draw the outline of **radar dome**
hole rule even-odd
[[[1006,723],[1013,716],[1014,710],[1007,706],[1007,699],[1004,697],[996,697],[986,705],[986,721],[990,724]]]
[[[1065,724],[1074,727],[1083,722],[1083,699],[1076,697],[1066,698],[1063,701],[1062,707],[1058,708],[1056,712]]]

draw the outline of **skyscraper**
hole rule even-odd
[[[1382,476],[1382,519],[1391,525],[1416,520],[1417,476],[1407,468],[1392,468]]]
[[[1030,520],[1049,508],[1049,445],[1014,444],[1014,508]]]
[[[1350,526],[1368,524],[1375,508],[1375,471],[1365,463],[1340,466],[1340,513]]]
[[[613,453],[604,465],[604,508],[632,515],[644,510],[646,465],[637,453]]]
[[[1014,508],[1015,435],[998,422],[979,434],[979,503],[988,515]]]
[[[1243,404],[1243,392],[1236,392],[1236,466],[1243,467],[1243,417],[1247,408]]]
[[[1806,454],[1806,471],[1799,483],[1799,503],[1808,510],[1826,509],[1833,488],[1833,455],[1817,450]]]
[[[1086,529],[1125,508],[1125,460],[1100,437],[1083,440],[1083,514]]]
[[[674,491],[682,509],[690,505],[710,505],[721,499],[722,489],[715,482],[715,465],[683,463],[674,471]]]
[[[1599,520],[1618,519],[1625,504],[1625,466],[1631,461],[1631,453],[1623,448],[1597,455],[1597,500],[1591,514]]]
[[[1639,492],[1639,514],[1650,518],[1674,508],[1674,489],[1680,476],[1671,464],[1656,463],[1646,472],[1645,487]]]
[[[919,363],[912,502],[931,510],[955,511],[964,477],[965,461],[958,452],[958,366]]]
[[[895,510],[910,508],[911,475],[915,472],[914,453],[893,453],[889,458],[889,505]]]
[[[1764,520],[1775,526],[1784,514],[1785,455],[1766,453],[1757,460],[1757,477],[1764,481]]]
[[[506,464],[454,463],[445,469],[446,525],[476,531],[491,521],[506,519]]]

____

Task item: Copy every record precisely, omitting nothing.

Written solution:
draw the outline of **radar dome**
hole rule even-odd
[[[1006,723],[1013,716],[1014,710],[1007,706],[1007,699],[1004,697],[996,697],[986,705],[986,721],[990,724]]]
[[[1065,724],[1074,727],[1083,722],[1083,699],[1076,697],[1066,698],[1063,701],[1062,707],[1058,708],[1056,712]]]

draw the outline of **skyscraper**
hole rule even-odd
[[[1382,476],[1382,519],[1391,525],[1416,520],[1417,476],[1407,468],[1392,468]]]
[[[1030,520],[1049,508],[1049,445],[1014,444],[1014,508]]]
[[[1350,526],[1368,524],[1375,508],[1375,471],[1365,463],[1340,466],[1340,513]]]
[[[613,453],[604,465],[604,508],[632,515],[644,510],[646,465],[637,453]]]
[[[1014,508],[1015,435],[998,422],[979,434],[979,503],[988,515]]]
[[[1243,404],[1243,392],[1236,392],[1236,466],[1243,467],[1243,417],[1247,408]]]
[[[1806,454],[1806,471],[1799,483],[1799,503],[1808,510],[1826,509],[1833,488],[1833,455],[1817,450]]]
[[[1086,529],[1125,508],[1125,460],[1100,437],[1083,440],[1083,514]]]
[[[674,491],[682,509],[690,505],[710,505],[721,499],[722,489],[715,482],[715,465],[683,463],[674,471]]]
[[[1599,520],[1618,519],[1625,504],[1625,466],[1631,461],[1631,453],[1623,448],[1597,455],[1597,500],[1591,514]]]
[[[1639,492],[1639,514],[1650,518],[1674,508],[1674,489],[1680,476],[1671,464],[1656,463],[1646,472],[1645,487]]]
[[[919,363],[912,502],[931,510],[955,511],[964,477],[965,461],[958,452],[958,366]]]
[[[895,510],[910,508],[911,475],[915,472],[914,453],[893,453],[889,458],[889,505]]]
[[[1764,520],[1775,526],[1784,514],[1785,455],[1766,453],[1757,460],[1757,477],[1764,481]]]
[[[506,464],[454,463],[445,469],[446,525],[476,531],[491,521],[506,519]]]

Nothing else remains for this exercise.